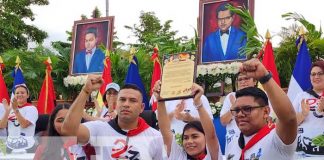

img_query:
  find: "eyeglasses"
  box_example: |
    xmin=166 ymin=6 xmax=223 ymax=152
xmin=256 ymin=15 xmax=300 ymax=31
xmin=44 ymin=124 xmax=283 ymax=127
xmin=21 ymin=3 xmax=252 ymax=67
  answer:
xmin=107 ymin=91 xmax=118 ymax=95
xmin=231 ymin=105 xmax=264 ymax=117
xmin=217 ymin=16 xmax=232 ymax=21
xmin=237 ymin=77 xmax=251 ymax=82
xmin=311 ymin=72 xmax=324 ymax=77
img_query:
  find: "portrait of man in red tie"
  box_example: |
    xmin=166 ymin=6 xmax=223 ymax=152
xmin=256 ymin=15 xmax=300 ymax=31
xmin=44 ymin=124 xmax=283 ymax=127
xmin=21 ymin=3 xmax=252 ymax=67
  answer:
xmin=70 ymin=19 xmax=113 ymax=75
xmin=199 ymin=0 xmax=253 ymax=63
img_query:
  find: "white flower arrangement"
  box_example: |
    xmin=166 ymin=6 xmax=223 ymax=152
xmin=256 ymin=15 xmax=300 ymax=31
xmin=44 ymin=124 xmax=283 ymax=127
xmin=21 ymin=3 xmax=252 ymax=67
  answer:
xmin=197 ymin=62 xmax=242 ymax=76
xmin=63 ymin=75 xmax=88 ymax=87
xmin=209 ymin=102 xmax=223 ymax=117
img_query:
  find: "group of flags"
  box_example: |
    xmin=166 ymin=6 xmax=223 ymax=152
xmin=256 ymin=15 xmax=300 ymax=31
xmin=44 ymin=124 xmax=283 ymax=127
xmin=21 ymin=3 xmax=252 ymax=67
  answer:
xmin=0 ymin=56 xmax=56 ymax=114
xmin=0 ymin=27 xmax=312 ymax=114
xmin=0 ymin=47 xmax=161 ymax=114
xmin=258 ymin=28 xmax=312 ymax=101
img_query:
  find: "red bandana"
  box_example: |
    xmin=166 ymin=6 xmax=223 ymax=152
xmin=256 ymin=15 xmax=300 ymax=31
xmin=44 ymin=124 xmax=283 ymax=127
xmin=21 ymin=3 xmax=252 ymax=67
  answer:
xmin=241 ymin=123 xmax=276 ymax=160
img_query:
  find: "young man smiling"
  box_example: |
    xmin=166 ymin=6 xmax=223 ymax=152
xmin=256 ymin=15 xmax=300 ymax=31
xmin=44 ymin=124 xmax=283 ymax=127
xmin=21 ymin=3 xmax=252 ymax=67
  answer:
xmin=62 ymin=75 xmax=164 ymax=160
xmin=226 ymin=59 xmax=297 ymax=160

---

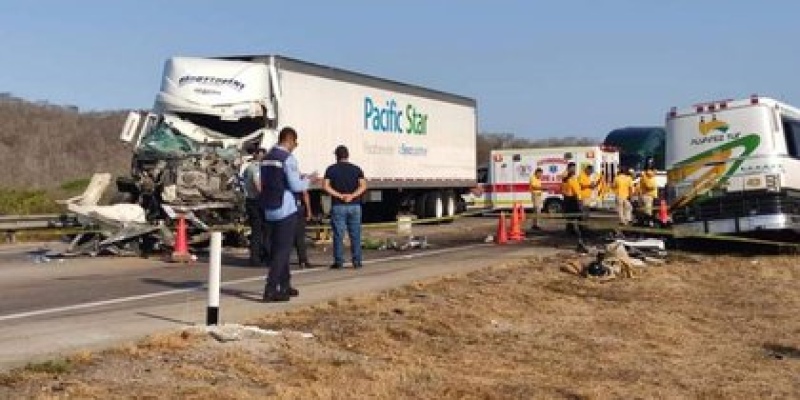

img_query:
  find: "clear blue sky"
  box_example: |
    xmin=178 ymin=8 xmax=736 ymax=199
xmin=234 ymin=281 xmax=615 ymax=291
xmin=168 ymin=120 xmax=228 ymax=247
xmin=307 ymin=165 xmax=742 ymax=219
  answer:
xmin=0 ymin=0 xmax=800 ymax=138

Exercise objective.
Select each line in the items above that contains the word "find". Case counts, so a line matches only if its capitalization is identical.

Complete answer.
  find: "eyeglasses"
  find: "portrait of man in red tie"
  find: "white flower arrangement"
  find: "group of flags"
  find: "red bandana"
  find: "young man smiling"
  find: "clear blue sky"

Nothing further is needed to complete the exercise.